• **What to do**
Gather every line below that contains the string "arched". Matches are case-sensitive.

[Image outline annotation entries]
────────────────────
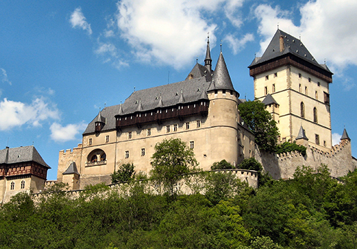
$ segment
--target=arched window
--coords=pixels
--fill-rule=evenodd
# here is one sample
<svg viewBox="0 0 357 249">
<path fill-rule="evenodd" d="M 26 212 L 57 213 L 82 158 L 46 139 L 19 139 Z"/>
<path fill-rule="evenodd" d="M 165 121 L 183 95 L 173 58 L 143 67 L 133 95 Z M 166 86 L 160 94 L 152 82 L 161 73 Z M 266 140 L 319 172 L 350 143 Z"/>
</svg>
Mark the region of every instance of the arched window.
<svg viewBox="0 0 357 249">
<path fill-rule="evenodd" d="M 317 109 L 316 107 L 313 108 L 313 122 L 317 122 Z"/>
<path fill-rule="evenodd" d="M 305 118 L 305 105 L 302 102 L 300 103 L 300 116 Z"/>
</svg>

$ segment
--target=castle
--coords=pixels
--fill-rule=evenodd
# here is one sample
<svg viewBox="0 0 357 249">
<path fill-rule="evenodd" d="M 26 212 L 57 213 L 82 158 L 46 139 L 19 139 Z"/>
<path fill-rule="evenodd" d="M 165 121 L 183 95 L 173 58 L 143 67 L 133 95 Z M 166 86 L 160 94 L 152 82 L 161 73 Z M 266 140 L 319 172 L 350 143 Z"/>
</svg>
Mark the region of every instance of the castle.
<svg viewBox="0 0 357 249">
<path fill-rule="evenodd" d="M 110 183 L 110 174 L 128 163 L 148 173 L 155 145 L 171 138 L 186 142 L 204 170 L 223 159 L 237 165 L 252 156 L 275 178 L 290 178 L 302 165 L 326 163 L 333 176 L 356 168 L 345 130 L 340 145 L 332 146 L 333 73 L 299 39 L 278 30 L 249 68 L 255 99 L 277 123 L 278 141 L 304 145 L 305 156 L 259 150 L 239 116 L 238 105 L 245 100 L 233 86 L 222 52 L 214 71 L 211 62 L 208 40 L 204 65 L 196 63 L 184 81 L 134 91 L 123 104 L 103 109 L 88 124 L 81 144 L 60 151 L 58 181 L 73 190 Z"/>
</svg>

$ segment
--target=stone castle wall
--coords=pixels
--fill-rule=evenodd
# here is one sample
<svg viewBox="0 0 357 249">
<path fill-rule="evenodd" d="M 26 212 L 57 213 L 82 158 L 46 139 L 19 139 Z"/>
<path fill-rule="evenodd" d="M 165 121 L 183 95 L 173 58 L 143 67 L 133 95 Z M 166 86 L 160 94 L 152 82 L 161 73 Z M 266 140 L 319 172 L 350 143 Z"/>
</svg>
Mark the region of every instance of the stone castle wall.
<svg viewBox="0 0 357 249">
<path fill-rule="evenodd" d="M 259 151 L 256 147 L 255 158 L 277 180 L 292 178 L 296 168 L 302 165 L 317 169 L 322 163 L 325 164 L 333 177 L 345 176 L 357 167 L 356 160 L 351 156 L 351 142 L 347 139 L 341 140 L 327 152 L 308 146 L 305 156 L 296 151 L 281 154 L 267 153 Z"/>
</svg>

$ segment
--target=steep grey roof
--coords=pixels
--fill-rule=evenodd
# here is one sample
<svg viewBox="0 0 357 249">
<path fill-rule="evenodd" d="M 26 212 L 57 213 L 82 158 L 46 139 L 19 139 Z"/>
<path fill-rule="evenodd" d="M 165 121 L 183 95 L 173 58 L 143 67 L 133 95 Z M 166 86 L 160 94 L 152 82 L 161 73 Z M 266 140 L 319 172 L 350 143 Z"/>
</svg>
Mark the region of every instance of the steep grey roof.
<svg viewBox="0 0 357 249">
<path fill-rule="evenodd" d="M 342 136 L 341 136 L 341 138 L 340 138 L 340 140 L 348 139 L 349 140 L 351 140 L 351 138 L 349 138 L 349 137 L 348 136 L 347 131 L 346 131 L 346 129 L 343 129 Z"/>
<path fill-rule="evenodd" d="M 279 104 L 278 102 L 277 101 L 275 101 L 274 98 L 272 98 L 272 96 L 270 93 L 268 93 L 265 96 L 265 98 L 264 98 L 264 100 L 261 102 L 263 104 L 264 104 L 265 105 L 270 104 Z"/>
<path fill-rule="evenodd" d="M 42 166 L 51 169 L 33 145 L 17 148 L 6 148 L 0 150 L 0 164 L 11 164 L 31 161 L 36 162 Z"/>
<path fill-rule="evenodd" d="M 75 162 L 71 163 L 69 166 L 68 167 L 67 169 L 63 172 L 62 174 L 76 174 L 79 175 L 78 171 L 77 170 L 77 165 L 76 165 Z"/>
<path fill-rule="evenodd" d="M 107 122 L 103 131 L 115 129 L 116 115 L 126 115 L 137 112 L 140 103 L 141 111 L 153 110 L 158 107 L 161 101 L 162 107 L 171 107 L 179 104 L 182 90 L 183 102 L 188 103 L 201 100 L 202 91 L 204 86 L 209 85 L 204 76 L 186 80 L 182 82 L 165 84 L 147 89 L 133 92 L 124 103 L 112 107 L 107 107 L 101 111 L 101 115 L 107 118 Z M 140 102 L 139 102 L 140 101 Z M 160 104 L 161 105 L 161 104 Z M 95 131 L 96 117 L 87 127 L 84 134 L 94 133 Z"/>
<path fill-rule="evenodd" d="M 299 133 L 297 134 L 297 136 L 295 138 L 296 140 L 298 139 L 306 139 L 308 140 L 308 138 L 306 137 L 306 135 L 305 134 L 305 130 L 304 128 L 302 128 L 302 125 L 300 126 L 300 129 L 299 130 Z"/>
<path fill-rule="evenodd" d="M 279 44 L 279 39 L 281 36 L 282 36 L 284 39 L 284 48 L 281 52 L 280 52 Z M 303 59 L 304 60 L 308 62 L 321 68 L 323 68 L 324 70 L 327 71 L 329 73 L 331 73 L 326 65 L 324 64 L 324 66 L 322 66 L 320 64 L 316 61 L 316 59 L 315 59 L 313 55 L 310 53 L 310 52 L 308 52 L 307 48 L 299 39 L 296 39 L 293 36 L 279 29 L 275 33 L 275 35 L 272 37 L 272 41 L 269 44 L 269 46 L 268 46 L 261 57 L 256 57 L 249 67 L 288 54 L 293 54 L 296 55 Z"/>
<path fill-rule="evenodd" d="M 231 77 L 227 69 L 225 59 L 222 52 L 220 53 L 218 61 L 216 65 L 216 69 L 214 73 L 214 79 L 212 84 L 207 91 L 212 90 L 234 90 L 233 84 L 232 83 Z"/>
</svg>

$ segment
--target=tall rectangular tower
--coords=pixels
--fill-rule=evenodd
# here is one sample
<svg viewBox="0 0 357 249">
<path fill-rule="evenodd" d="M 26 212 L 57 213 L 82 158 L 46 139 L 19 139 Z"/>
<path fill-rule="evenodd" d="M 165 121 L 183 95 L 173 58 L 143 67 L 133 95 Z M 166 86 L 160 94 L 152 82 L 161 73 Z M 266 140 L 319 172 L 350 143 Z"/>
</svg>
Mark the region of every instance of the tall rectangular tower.
<svg viewBox="0 0 357 249">
<path fill-rule="evenodd" d="M 261 57 L 249 66 L 254 98 L 265 104 L 280 131 L 279 142 L 294 141 L 300 127 L 309 145 L 332 147 L 329 84 L 333 73 L 302 42 L 278 30 Z"/>
</svg>

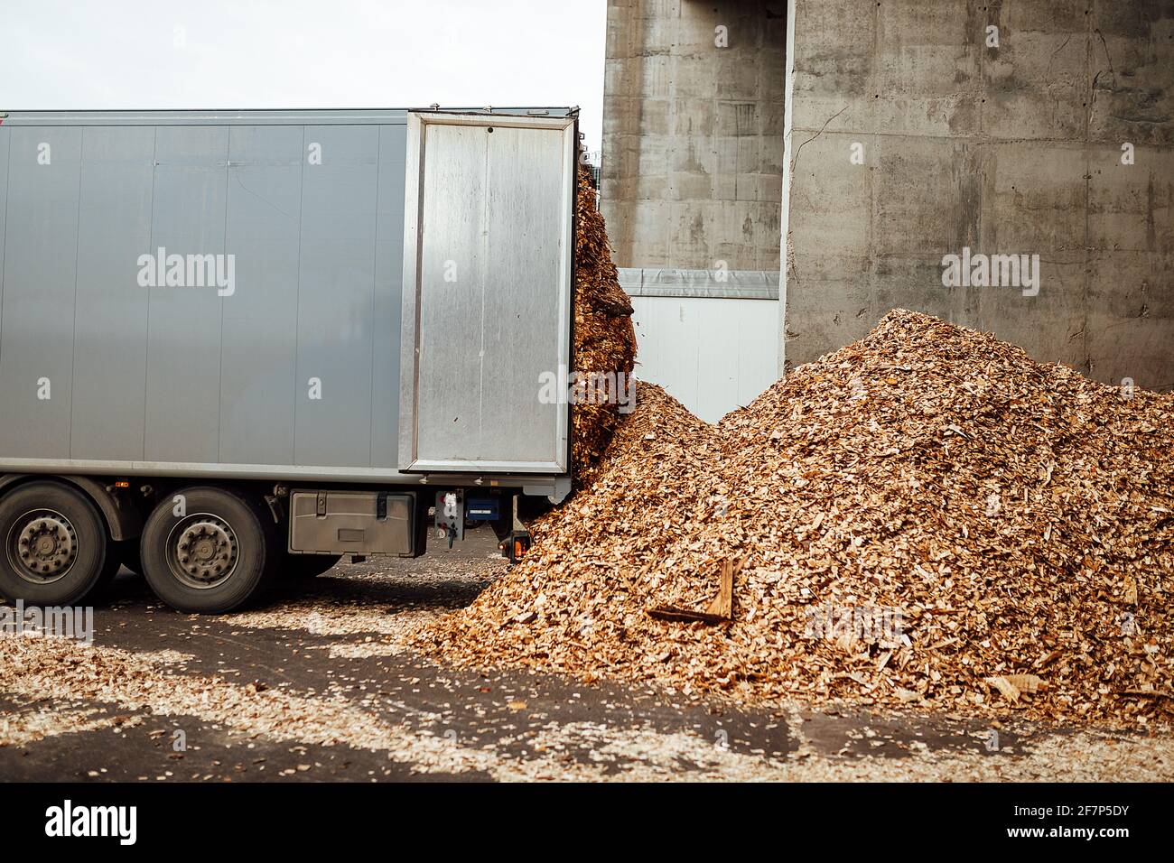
────────────────────
• **Output of the exercise**
--target=arched window
Mark the region of every instance of the arched window.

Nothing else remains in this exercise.